Every line below that contains "lantern" is to be copied.

## Records provided
-.-.-

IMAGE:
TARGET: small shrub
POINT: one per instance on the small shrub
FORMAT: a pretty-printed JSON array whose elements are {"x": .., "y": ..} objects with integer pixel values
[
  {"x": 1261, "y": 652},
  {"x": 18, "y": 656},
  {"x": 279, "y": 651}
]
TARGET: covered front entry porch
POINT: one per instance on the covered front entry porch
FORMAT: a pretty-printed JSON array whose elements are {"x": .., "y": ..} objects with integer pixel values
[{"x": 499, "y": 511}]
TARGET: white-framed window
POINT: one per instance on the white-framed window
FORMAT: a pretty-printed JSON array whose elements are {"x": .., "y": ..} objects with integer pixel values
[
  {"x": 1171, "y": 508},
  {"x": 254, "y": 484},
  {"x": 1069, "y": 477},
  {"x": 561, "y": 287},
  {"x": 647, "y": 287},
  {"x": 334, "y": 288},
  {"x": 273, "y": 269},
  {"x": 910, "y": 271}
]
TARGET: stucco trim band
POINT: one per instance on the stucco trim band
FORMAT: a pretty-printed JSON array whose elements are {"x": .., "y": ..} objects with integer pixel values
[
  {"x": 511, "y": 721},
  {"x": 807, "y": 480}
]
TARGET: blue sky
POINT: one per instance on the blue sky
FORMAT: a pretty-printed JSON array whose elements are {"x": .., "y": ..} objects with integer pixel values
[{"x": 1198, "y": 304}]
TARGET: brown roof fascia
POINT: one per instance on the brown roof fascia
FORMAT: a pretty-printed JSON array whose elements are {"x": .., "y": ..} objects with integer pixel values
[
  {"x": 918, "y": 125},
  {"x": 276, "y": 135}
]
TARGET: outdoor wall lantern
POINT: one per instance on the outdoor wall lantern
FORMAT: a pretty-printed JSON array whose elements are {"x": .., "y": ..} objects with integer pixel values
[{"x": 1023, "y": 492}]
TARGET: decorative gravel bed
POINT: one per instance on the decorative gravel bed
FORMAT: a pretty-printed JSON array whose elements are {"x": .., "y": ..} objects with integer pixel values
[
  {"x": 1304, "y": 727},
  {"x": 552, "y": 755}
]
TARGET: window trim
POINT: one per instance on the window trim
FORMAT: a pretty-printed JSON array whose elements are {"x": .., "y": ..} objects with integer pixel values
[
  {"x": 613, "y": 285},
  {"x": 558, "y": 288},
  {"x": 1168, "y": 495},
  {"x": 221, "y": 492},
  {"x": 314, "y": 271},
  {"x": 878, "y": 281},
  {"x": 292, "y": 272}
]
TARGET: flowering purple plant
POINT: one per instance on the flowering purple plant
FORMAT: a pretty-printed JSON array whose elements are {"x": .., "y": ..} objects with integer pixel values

-.-.-

## Answer space
TARGET: outdoor wall lantern
POINT: one per instance on the outdoor wall lantern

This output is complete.